## Excerpt to read
++++++++++
Brenin said information gleaned recently from Equine Rescue France indicates that 1400 horses, ponies and foals - mostly foals - went through the southwest's markets in autumn.

"Where are they now? In today's economic climate, did all those go to private homes to be turned into domestic ponies? I think not.

"Those that do not sell at the market are often taken home and shot.

"So how many are actually making it to good homes? It would seem frighteningly small numbers!"


Some Dartmoor ponies are shot before they are weaned, while others end up as food for zoo animals or shipped abroad for their meat and skins.
Brenin labelled the situation a vicious cycle of over breeding and culling that is completely unnecessary.

He urged those concerned about the situation to write to the Dartmoor commoners council [see below].

One solution proposed by Brenin include keeping stallions on the moor only in April and May.

"So far, measures in dealing with the glut of ponies have been to increase demand for them. However, some will still be culled if so many continue to be bred and the problem becomes more pressing with the recession.

Local abattoirs do not want small ponies, preferring larger horses, he noted.
++++++++++
## Entries
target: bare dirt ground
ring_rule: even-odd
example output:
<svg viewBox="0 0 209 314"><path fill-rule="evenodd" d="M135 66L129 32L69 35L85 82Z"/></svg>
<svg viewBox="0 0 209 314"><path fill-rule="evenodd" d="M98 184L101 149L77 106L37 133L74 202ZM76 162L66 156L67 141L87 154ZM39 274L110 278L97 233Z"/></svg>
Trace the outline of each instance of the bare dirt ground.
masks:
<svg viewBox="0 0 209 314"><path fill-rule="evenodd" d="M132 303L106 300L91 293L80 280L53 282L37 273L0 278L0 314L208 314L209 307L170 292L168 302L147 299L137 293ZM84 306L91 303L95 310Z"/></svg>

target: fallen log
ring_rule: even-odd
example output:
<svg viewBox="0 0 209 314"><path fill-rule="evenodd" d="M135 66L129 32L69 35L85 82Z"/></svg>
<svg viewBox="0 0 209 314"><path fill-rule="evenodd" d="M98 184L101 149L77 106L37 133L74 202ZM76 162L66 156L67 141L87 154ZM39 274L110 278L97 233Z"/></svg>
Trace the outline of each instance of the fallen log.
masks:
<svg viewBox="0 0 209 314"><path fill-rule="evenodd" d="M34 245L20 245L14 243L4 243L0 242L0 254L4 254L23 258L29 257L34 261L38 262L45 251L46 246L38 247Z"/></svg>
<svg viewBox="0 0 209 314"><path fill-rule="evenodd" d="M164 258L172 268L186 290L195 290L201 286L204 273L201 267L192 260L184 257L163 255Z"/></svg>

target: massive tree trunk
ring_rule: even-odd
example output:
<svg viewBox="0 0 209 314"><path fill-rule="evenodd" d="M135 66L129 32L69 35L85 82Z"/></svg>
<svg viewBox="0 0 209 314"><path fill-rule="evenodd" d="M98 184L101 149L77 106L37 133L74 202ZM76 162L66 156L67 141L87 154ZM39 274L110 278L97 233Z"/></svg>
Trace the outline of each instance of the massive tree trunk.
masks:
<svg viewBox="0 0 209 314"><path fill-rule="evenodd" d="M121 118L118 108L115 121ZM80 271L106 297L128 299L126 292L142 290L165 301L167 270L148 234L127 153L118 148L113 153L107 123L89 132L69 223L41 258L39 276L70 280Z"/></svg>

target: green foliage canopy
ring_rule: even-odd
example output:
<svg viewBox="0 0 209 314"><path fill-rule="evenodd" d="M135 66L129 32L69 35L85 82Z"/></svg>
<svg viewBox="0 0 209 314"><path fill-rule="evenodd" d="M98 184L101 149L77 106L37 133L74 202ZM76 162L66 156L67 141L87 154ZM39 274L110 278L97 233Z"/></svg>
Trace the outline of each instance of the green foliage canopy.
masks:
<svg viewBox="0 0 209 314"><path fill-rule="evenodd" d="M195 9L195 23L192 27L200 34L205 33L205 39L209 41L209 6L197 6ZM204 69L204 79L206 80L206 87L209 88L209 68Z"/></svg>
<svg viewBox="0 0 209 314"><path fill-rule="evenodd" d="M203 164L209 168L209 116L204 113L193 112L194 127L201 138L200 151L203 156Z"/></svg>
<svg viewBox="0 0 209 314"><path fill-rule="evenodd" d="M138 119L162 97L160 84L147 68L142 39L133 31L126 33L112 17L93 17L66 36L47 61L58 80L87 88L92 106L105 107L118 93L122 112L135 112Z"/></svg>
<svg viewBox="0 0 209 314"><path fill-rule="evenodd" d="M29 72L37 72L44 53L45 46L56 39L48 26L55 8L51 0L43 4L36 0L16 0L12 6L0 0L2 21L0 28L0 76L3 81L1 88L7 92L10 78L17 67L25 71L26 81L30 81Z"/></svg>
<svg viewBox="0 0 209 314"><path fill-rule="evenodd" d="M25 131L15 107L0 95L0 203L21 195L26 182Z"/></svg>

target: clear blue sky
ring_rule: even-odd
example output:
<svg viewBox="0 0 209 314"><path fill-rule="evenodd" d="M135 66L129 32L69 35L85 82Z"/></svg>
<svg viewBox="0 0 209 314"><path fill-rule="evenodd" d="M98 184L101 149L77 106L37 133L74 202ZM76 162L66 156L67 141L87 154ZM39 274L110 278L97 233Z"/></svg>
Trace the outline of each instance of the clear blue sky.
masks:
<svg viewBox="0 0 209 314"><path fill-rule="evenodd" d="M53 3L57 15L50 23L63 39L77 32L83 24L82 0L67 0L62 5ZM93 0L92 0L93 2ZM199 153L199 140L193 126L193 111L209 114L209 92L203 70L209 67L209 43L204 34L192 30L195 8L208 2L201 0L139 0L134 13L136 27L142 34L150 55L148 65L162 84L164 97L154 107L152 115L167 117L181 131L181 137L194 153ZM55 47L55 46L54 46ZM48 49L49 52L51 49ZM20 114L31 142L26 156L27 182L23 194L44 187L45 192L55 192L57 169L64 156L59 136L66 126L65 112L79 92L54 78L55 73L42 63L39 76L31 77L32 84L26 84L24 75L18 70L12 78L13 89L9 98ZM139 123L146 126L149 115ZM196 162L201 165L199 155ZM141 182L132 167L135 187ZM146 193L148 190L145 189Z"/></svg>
++++++++++
## Directions for this task
Copy out the entire text about Dartmoor ponies word for word. Rely only on the text about Dartmoor ponies and set the data aside.

## Solution to this task
Brenin said information gleaned recently from Equine Rescue France indicates that 1400 horses, ponies and foals - mostly foals - went through the southwest's markets in autumn.

"Where are they now? In today's economic climate, did all those go to private homes to be turned into domestic ponies? I think not.

"Those that do not sell at the market are often taken home and shot.

"So how many are actually making it to good homes? It would seem frighteningly small numbers!"


Some Dartmoor ponies are shot before they are weaned, while others end up as food for zoo animals or shipped abroad for their meat and skins.
Brenin labelled the situation a vicious cycle of over breeding and culling that is completely unnecessary.

He urged those concerned about the situation to write to the Dartmoor commoners council [see below].

One solution proposed by Brenin include keeping stallions on the moor only in April and May.

"So far, measures in dealing with the glut of ponies have been to increase demand for them. However, some will still be culled if so many continue to be bred and the problem becomes more pressing with the recession.

Local abattoirs do not want small ponies, preferring larger horses, he noted.